------ Given data

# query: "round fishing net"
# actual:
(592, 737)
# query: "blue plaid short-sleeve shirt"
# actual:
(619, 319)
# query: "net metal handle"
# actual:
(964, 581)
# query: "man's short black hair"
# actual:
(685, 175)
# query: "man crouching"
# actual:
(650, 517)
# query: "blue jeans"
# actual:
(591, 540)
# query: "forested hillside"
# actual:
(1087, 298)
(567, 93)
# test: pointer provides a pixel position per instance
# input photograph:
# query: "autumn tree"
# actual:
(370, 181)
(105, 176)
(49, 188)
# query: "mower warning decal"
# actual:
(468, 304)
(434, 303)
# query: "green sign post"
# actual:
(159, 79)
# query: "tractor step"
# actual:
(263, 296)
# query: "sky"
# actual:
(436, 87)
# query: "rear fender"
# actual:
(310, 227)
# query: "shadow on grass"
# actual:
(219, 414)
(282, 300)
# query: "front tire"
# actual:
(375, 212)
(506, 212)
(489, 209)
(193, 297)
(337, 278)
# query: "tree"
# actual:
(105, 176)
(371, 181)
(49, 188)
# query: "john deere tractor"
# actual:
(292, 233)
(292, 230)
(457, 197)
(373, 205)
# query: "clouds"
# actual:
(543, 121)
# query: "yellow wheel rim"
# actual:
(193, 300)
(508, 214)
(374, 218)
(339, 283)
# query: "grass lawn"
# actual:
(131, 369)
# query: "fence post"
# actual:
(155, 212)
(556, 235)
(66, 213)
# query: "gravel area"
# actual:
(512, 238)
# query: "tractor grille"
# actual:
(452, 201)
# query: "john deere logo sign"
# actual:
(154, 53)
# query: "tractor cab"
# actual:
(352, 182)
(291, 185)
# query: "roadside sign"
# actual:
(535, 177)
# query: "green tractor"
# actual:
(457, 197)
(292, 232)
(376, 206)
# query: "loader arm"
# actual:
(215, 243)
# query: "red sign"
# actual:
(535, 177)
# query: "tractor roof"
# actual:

------------

_Written instruction:_
Print the records above in full, exactly.

_Output for this task:_
# query: "round fishing net"
# actual:
(592, 737)
# query: "blue plaid short-sleeve shirt"
# actual:
(619, 319)
# query: "net metal handle"
# actual:
(964, 581)
# query: "man's short black hair"
# actual:
(685, 175)
# query: "man crouching"
# actual:
(650, 517)
# query: "blue jeans"
# actual:
(591, 540)
# query: "forested hillside"
# actual:
(1087, 298)
(567, 93)
# test: pointer provides a pixel position per instance
# input photograph:
# query: "autumn tree"
# actual:
(370, 181)
(105, 176)
(49, 188)
# query: "mower warning decal"
# actual:
(468, 304)
(434, 303)
# query: "green sign post"
# actual:
(159, 79)
# query: "tractor step"
# actual:
(263, 296)
# query: "sky"
# actual:
(436, 87)
# query: "rear fender"
# actual:
(310, 227)
# query: "shadow on grass"
# actual:
(219, 414)
(282, 300)
# query: "front tire"
# actual:
(375, 212)
(506, 212)
(489, 209)
(193, 297)
(337, 278)
# query: "tree"
# actual:
(105, 176)
(371, 181)
(49, 188)
# query: "john deere tractor"
# actual:
(292, 233)
(292, 230)
(457, 197)
(373, 205)
# query: "clouds"
# actual:
(543, 121)
# query: "yellow wheel rim"
# actual:
(193, 300)
(508, 214)
(374, 218)
(339, 283)
# query: "grass lawn"
# actual:
(131, 369)
# query: "fence post"
# actual:
(155, 212)
(556, 235)
(66, 213)
# query: "gravel area"
# actual:
(512, 238)
# query: "tractor grille"
# actual:
(452, 201)
# query: "john deere logo sign"
# actual:
(154, 53)
# query: "tractor cab"
# actual:
(352, 182)
(291, 185)
# query: "roadside sign"
# actual:
(535, 177)
# query: "green tractor"
# actual:
(457, 197)
(292, 232)
(376, 206)
# query: "loader arm"
# actual:
(215, 243)
# query: "red sign"
# actual:
(535, 177)
# query: "tractor roof"
# actual:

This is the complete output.